Excerpted text below:

Facebook today announced improvements to the shopping experiences across its platform, including Facebook Shops, a new way for businesses to set up a single online store for customers to access on Facebook and Instagram. The company characterized the new products — all of which are powered by a family of new AI and machine learning system — as a step toward its vision of an all-in-one AI assistant that can search and rank products, while at the same time personalizing its recommendations to individual tastes.
Ecommerce businesses like Facebook Marketplace lean on AI to automate a host of behind-the-scenes tasks, from learning preferences and body types to understanding the factors that might influence purchase decisions. McKinsey estimates that Amazon, which recently deployed AI to handle incoming shopper inquiries, generates 35% of all sales from its product recommendation engine. Beyond ranking, AI from startups like ModiFace, Vue.ai, Edited, Syte, and Adverity enable customers to try on shades of lipstick virtually, see model images in every size, and spot trends and sales over time.
“We’re seeing a lot of small businesses that never had online presences get online for the first time [as a result of the pandemic,]” said Facebook CEO Mark Zuckerberg during a livestream this afternoon, who revealed that over 160 million small businesses around the world use the platform’s services. “This isn’t going to make up for all of their lost business, but it can help. And for lots of small businesses during this period, this is the difference between staying afloat or going under … Facebook is uniquely positioned to be a champion for small businesses and what helps them grow and what keeps them healthy.”

End of Excerpted text.
Dataset below:

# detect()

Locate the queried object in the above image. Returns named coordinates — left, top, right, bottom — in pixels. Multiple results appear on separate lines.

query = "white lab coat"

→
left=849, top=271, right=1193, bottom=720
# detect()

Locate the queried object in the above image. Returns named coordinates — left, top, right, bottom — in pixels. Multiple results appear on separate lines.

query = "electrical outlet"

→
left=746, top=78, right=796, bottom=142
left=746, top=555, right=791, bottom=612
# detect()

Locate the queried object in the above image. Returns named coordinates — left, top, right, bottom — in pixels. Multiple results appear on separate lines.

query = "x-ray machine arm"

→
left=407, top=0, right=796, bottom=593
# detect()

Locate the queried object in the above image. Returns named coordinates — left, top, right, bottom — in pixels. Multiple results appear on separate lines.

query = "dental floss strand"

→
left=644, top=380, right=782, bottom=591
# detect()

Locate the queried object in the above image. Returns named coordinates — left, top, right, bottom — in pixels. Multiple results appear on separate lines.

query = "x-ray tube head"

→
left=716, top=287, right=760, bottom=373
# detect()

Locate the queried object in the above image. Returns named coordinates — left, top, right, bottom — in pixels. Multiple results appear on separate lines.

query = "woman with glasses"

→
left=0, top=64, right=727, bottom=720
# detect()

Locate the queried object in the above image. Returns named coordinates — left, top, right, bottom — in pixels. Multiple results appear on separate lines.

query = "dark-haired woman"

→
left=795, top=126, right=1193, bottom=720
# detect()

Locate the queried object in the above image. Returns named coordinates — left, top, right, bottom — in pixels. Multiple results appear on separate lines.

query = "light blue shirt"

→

End of Dataset.

What you will do:
(1) In the article about Facebook's new shopping features, how many small businesses around the world use Facebook's services?
(2) Continue the article about Facebook Shops from where it stops.

Answers to each task:
(1) Over 160 million.

(2)
Facebook says its AI-powered shopping systems segment, detect, and classify images to know where products appear and deliver shopping suggestions. One of those systems — GrokNet — was trained on seven data sets containing images of products that millions of users post, buy, and sell in dozens of categories, ranging from SUVs to stiletto heels to side tables. Another creates 3D views from 2D videos of products, even those obscured by dim or overly bright lighting, while a third spotlights apparel like scarfs, ties, and more that might be partially obscured by their surroundings.
Facebook says that GrokNet, which can detect exact, similar (via related attributes), and co-occurring products across billions of photos, performs searches and filtering on Marketplace at least twice as accurately than the algorithm it replaced. For instance, it’s able to identify 90% of home and garden listings compared with Facebook’s text-based attribution systems, which can only identify 33%. In addition to generating tags for colors and materials from images before Marketplace sellers list an item, as part of a limited test, it’s tagging products on Facebook Pages when Page admins upload a photo.
In the course of pre-training GrokNet on 3.5 billion images and 17,000 hashtags and fine-tuning it on internal data sets across 96 Nvidia V100 graphics cards, Facebook says it used real-world seller photos with “challenging” angles along with catalog-style spreads. To make it as inclusive as possible for all countries, languages, ages, sizes, and cultures, it sampled examples of different body types, skin tones, locations, socioeconomic classes, ages, and poses.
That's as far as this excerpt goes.